▼

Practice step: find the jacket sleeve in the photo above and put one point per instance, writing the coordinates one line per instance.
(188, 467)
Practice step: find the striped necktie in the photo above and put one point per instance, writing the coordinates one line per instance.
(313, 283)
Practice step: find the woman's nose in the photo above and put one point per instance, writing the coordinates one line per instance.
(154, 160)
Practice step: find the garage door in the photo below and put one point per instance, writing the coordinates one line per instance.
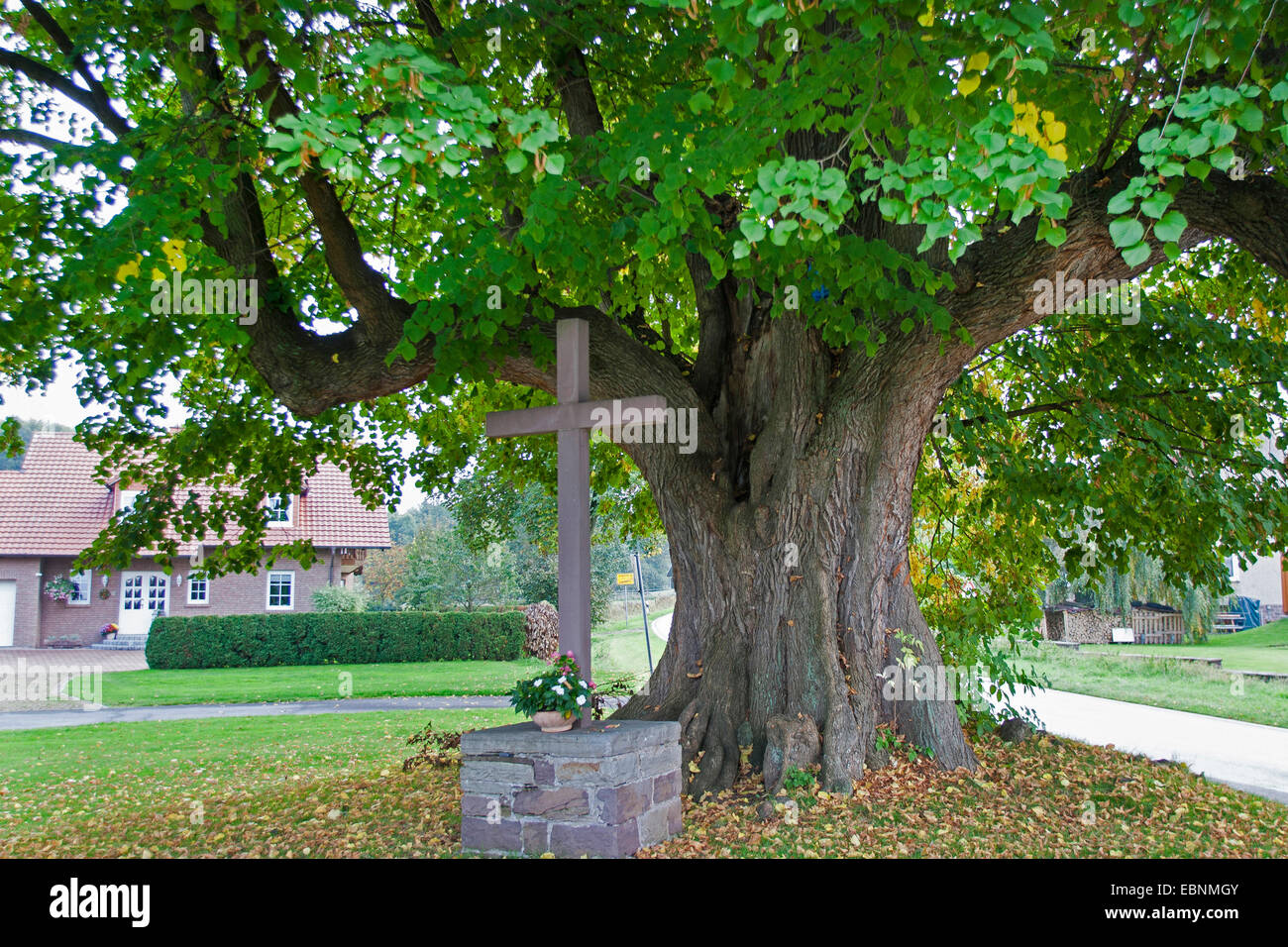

▲

▶ [TASK ITEM] Restate word for word the lines above that start at the line containing "Practice step: find the woman's" and run to the end of the listing; exclude the pictures.

▶ [TASK RESPONSE]
Practice step: find the woman's nose in the photo above and put one point per instance, writing the coordinates one line per instance.
(154, 160)
Practice step: find the garage door in the photo below and put one point per instance, writing the coordinates one line per instance.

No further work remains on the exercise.